_INSTRUCCIONES A SEGUIR_
Traduce al inglés esta oración del texto sobre el panfleto en los institutos: «También es frecuente encontrar clavadas en los corchos de algunas aulas la “bandeira da patria galega” representativa del nacionalismo independentista de izquierdas, portando una estrella roja en el centro.»

“Nos poñemos as mortas e aquí non pasa nada…a extrema dereita do Partido Popular insiste no seu discurso negacionista e machista contra as mulleres e o colectivo LGTBI e rise do feminismo alí onde gobernan. Queren venganza porque para estes reaccionarios o que fixemos nos últimos anos é imperdoable…estamos fartas dos xuíces franquistas…a mocidade estudantil é na súa maioría feminista, antifascista, anticapitalista e internacionalista…”.
Este texto pertenece a un panfleto que revolotea estos días por algunos institutos de nuestra comunidad, convocando a una huelga en términos ultrajantes hacia personas y un partido político, tirando de esas hipérboles cargadas por el diablo cuando quiere fulminar el diálogo. Nada nuevo. Nada bueno.
También es frecuente encontrar clavadas en los corchos de algunas aulas la “bandeira da patria galega” representativa del nacionalismo independentista de izquierdas, portando una estrella roja en el centro.

_REGISTRO DE DATOS_

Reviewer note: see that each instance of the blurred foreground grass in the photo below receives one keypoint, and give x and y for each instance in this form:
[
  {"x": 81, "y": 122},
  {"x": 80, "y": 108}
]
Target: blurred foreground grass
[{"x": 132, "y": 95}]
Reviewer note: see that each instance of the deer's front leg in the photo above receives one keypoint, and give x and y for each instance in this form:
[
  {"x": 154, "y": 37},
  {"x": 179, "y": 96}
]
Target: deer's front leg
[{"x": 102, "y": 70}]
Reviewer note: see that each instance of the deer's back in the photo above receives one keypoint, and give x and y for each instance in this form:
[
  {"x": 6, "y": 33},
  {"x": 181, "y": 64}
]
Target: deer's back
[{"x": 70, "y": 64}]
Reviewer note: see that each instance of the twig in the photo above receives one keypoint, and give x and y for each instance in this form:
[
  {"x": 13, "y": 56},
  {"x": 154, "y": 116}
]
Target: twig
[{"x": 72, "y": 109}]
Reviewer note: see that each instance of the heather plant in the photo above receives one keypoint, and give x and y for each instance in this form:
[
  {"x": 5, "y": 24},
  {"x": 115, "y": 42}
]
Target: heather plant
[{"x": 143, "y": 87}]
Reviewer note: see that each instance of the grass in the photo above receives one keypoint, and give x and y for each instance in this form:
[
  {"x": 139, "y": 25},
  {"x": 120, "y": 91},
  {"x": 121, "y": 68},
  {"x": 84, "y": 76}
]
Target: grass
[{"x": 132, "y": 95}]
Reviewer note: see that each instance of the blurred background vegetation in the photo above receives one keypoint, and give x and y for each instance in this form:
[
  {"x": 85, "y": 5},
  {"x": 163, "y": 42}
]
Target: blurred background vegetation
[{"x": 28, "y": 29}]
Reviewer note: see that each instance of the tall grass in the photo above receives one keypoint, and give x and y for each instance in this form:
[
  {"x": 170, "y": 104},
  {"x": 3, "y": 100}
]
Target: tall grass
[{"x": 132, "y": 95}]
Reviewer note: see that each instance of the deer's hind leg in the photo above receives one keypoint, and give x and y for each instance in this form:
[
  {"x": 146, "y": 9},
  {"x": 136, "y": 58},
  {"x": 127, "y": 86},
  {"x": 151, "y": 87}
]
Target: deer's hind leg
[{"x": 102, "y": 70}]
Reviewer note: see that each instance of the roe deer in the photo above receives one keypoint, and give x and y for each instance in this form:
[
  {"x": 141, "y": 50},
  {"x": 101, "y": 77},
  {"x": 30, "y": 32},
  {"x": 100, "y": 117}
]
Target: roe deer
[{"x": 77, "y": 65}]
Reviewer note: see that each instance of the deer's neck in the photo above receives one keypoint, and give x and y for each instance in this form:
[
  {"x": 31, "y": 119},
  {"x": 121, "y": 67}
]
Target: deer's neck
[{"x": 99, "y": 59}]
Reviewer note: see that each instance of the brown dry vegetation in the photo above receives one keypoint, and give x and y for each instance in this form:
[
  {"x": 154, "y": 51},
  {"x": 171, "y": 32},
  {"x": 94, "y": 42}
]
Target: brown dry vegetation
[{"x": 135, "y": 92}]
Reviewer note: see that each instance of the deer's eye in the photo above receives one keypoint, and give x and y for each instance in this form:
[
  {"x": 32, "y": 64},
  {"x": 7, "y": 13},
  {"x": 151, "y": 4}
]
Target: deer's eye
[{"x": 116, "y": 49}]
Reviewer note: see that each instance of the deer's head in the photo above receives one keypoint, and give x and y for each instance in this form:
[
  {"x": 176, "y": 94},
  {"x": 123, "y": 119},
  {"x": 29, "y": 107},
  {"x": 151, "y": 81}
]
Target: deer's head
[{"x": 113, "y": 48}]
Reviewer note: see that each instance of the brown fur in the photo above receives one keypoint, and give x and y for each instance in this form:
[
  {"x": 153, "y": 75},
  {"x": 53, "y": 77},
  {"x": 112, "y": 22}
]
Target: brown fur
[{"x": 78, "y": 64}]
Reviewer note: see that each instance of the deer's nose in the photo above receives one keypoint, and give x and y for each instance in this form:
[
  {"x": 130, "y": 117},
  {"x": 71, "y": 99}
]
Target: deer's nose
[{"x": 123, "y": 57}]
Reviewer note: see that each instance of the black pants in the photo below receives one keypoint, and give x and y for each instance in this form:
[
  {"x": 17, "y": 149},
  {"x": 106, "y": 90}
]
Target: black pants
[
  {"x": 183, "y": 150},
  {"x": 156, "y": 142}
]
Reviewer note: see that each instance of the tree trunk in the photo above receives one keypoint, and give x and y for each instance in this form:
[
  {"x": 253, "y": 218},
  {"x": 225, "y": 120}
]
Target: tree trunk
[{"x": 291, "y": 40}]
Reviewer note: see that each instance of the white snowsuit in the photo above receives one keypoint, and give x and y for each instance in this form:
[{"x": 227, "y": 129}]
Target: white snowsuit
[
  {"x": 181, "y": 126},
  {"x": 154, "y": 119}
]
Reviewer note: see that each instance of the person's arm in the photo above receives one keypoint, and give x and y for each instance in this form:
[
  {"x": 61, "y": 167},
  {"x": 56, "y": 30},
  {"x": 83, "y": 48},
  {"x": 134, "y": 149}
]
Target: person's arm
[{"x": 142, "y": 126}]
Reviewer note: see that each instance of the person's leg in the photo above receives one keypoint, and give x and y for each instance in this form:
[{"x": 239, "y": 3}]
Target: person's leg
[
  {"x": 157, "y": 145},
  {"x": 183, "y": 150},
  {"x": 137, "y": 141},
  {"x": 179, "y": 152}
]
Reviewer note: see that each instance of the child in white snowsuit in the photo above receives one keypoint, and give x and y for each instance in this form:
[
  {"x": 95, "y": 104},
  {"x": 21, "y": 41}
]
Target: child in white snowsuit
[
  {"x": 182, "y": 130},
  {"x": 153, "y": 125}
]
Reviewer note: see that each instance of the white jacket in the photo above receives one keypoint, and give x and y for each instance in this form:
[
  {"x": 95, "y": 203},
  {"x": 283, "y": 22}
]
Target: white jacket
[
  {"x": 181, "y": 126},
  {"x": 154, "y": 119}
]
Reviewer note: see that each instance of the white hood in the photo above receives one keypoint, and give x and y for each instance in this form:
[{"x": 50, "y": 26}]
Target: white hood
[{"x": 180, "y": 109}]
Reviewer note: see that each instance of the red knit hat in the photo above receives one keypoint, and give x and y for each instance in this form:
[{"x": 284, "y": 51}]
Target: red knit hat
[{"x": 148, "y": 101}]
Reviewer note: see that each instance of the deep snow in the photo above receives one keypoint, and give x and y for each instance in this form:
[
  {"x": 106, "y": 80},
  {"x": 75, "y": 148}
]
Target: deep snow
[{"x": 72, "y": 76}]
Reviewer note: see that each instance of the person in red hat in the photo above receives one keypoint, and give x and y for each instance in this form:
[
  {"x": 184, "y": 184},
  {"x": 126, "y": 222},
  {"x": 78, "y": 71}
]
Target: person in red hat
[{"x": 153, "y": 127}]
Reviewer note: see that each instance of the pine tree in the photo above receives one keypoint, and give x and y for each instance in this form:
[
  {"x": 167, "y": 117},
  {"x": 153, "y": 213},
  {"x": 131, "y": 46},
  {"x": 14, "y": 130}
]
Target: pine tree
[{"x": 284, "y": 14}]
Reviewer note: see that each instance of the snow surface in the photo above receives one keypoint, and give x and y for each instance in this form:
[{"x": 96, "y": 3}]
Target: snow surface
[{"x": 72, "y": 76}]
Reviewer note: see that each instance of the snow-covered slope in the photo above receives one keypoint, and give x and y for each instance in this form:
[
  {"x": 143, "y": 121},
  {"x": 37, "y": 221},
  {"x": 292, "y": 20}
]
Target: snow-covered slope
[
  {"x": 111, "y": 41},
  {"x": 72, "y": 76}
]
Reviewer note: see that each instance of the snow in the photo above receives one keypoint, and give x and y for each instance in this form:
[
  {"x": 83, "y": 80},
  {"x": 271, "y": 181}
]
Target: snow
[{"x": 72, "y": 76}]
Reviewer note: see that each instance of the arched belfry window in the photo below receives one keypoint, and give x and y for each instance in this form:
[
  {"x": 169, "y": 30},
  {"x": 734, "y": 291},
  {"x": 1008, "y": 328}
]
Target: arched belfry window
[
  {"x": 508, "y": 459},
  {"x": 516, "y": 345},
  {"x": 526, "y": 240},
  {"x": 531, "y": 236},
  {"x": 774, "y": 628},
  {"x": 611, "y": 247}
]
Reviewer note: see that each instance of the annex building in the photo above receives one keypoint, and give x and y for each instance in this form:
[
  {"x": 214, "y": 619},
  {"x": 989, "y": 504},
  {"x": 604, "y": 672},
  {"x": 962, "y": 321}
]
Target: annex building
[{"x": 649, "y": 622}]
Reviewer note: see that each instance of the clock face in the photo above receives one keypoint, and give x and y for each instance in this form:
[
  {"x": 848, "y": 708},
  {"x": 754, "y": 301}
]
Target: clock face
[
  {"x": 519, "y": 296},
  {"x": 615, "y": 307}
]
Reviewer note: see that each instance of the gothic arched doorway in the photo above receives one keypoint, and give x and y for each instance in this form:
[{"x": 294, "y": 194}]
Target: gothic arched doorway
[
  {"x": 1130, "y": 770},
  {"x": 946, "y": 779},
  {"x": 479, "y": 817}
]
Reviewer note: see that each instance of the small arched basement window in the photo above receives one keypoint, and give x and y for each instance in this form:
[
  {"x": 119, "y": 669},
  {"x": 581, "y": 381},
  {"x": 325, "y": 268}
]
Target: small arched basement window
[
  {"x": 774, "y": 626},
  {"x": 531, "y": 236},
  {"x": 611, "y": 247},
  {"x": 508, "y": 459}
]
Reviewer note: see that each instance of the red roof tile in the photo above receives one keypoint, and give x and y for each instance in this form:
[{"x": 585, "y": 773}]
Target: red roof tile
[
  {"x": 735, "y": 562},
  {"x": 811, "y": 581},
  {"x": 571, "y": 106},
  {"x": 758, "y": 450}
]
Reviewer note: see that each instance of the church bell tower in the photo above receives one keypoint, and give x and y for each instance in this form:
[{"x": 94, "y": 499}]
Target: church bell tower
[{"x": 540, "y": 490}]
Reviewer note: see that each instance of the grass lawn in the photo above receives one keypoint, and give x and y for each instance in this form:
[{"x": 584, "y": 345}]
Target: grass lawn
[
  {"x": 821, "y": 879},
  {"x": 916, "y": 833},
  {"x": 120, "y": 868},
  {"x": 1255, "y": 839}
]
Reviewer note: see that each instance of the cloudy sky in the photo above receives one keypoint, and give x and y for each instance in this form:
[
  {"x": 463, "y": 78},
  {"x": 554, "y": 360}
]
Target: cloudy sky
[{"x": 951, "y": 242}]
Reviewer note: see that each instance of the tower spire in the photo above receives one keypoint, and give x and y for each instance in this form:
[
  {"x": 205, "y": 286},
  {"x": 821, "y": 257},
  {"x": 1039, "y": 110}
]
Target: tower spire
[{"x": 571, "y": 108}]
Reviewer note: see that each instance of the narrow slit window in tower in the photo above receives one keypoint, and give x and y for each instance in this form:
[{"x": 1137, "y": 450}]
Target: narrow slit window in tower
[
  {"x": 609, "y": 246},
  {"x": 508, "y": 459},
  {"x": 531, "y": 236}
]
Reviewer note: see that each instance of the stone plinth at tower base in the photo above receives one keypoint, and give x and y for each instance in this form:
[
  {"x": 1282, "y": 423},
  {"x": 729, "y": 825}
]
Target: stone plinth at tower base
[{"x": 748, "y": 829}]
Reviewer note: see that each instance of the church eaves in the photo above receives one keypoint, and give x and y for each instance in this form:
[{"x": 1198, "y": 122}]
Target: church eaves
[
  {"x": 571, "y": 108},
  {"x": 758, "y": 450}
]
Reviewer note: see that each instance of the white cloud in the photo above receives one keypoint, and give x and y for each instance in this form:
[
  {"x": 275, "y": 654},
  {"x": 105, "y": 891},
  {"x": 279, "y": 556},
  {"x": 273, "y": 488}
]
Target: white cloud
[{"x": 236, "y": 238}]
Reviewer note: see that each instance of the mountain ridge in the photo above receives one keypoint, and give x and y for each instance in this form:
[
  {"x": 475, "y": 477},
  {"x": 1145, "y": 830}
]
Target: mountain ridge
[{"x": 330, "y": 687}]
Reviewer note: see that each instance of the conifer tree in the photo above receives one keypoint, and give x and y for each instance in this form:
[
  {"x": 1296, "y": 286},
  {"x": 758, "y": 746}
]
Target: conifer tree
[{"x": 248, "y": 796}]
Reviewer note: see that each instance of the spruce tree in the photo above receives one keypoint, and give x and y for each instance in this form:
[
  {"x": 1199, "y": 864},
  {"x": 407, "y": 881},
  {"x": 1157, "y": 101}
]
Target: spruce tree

_RESPUESTA_
It is also common to find, pinned to the corkboards of some classrooms, the "bandeira da patria galega," representative of left-wing independentist nationalism, bearing a red star in the center.